- Record set -
============
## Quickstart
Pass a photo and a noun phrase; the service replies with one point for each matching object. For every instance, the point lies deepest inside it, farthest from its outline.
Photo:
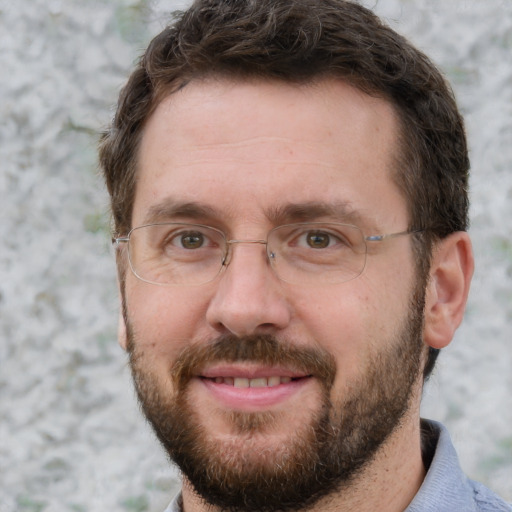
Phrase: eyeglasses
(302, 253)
============
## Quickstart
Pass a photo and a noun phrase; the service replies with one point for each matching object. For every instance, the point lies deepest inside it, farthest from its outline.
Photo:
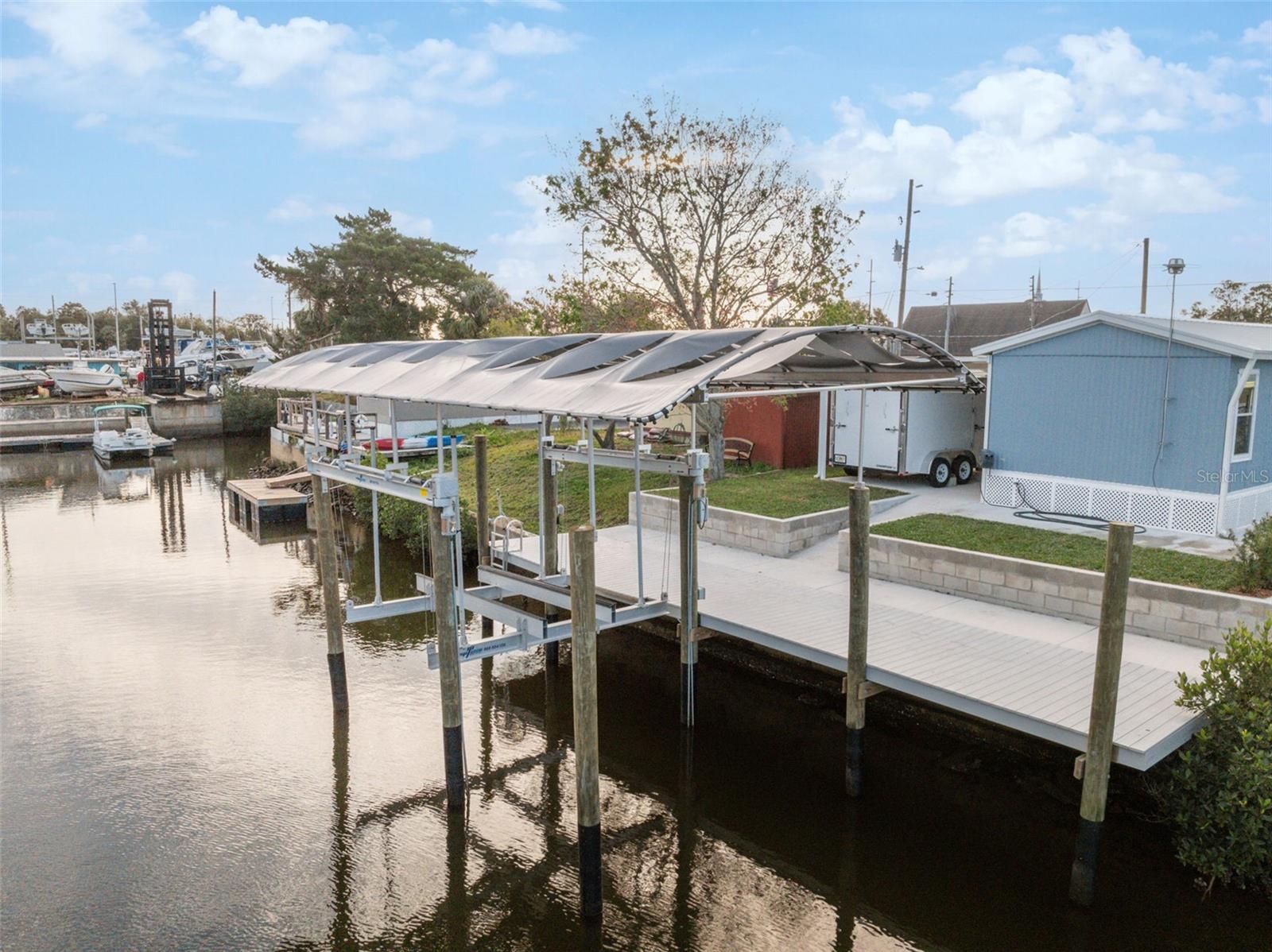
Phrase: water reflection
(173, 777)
============
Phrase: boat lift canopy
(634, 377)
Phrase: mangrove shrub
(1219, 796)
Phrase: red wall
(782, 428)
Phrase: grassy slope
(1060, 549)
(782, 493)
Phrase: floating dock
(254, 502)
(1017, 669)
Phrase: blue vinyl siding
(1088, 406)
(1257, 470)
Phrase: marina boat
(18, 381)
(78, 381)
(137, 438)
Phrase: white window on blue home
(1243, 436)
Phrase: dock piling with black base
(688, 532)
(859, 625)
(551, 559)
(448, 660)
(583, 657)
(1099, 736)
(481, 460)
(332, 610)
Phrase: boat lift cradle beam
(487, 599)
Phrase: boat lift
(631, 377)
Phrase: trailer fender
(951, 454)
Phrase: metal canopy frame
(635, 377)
============
Count the lines above that contain the string "lift" and reply with that number alone.

3